→ DATA TO USE
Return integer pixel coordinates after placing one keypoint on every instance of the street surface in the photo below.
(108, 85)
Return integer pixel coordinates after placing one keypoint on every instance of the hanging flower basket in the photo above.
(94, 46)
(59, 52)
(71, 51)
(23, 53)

---

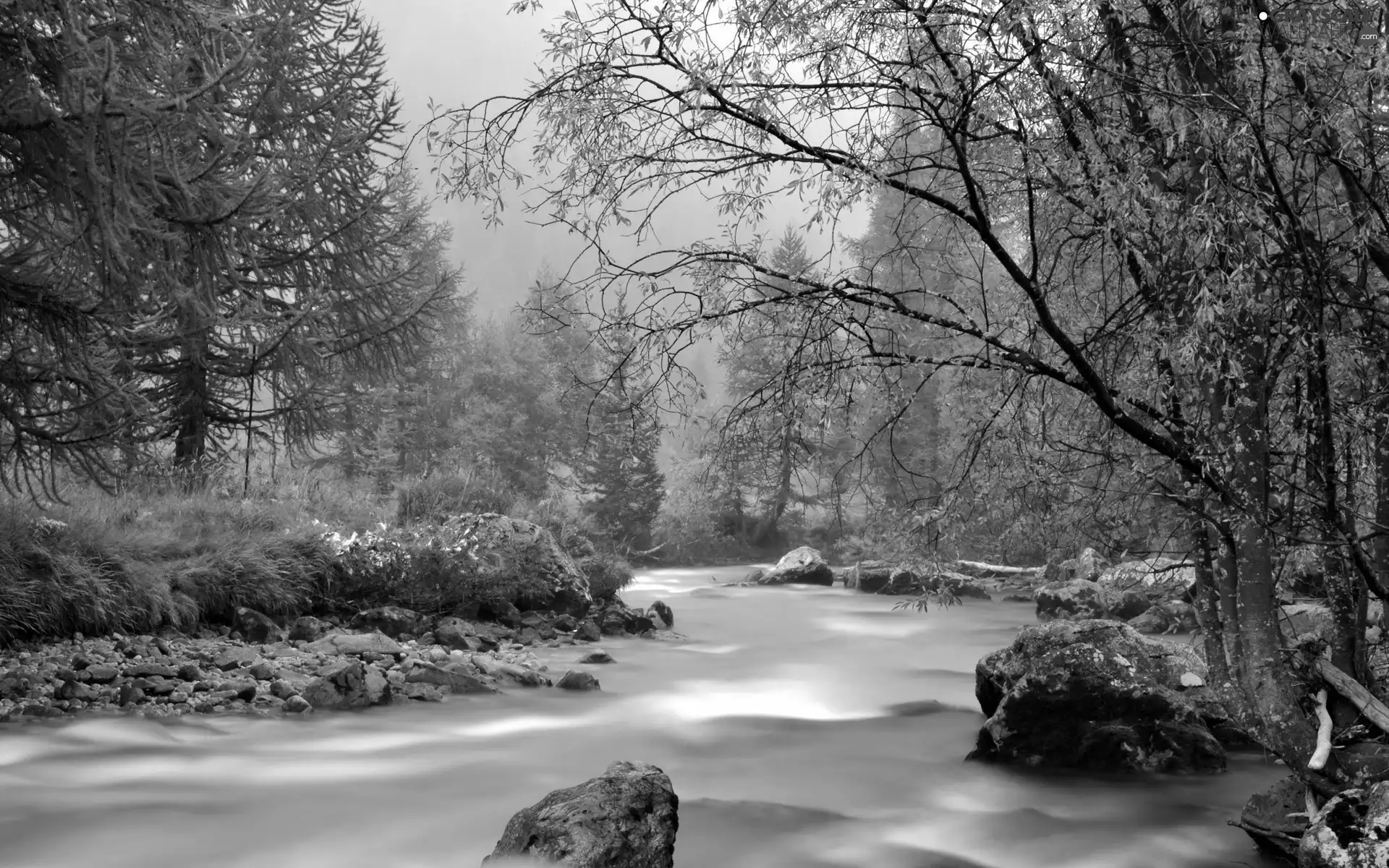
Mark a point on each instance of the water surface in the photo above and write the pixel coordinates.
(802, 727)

* * *

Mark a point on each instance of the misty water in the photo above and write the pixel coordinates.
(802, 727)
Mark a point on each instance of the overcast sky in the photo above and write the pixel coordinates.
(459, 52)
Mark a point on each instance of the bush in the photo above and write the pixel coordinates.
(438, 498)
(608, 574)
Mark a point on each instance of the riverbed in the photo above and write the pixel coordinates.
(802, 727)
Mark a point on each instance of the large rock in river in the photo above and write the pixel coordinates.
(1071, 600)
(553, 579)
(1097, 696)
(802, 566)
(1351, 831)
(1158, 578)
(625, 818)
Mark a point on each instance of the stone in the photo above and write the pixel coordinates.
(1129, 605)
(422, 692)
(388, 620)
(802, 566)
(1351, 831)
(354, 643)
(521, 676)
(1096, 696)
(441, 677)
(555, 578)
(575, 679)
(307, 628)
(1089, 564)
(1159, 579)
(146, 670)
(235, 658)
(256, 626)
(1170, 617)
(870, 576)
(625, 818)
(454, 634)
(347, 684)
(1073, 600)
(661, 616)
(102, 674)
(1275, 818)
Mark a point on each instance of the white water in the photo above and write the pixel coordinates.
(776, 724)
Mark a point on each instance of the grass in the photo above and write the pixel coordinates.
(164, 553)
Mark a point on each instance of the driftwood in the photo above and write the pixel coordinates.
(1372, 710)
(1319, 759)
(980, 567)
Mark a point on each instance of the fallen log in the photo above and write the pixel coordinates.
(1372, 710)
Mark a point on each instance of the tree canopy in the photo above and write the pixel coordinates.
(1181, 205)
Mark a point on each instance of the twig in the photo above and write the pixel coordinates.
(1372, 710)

→ DIRECTIVE
List each line from the blocks above that contains the word "after".

→ IN RESPONSE
Return integer pixel coordinates after placing one keypoint on every instance of the street surface in the photo below.
Return integer pixel coordinates after placing one keypoint on every instance of the hanging flower basket in the photo above.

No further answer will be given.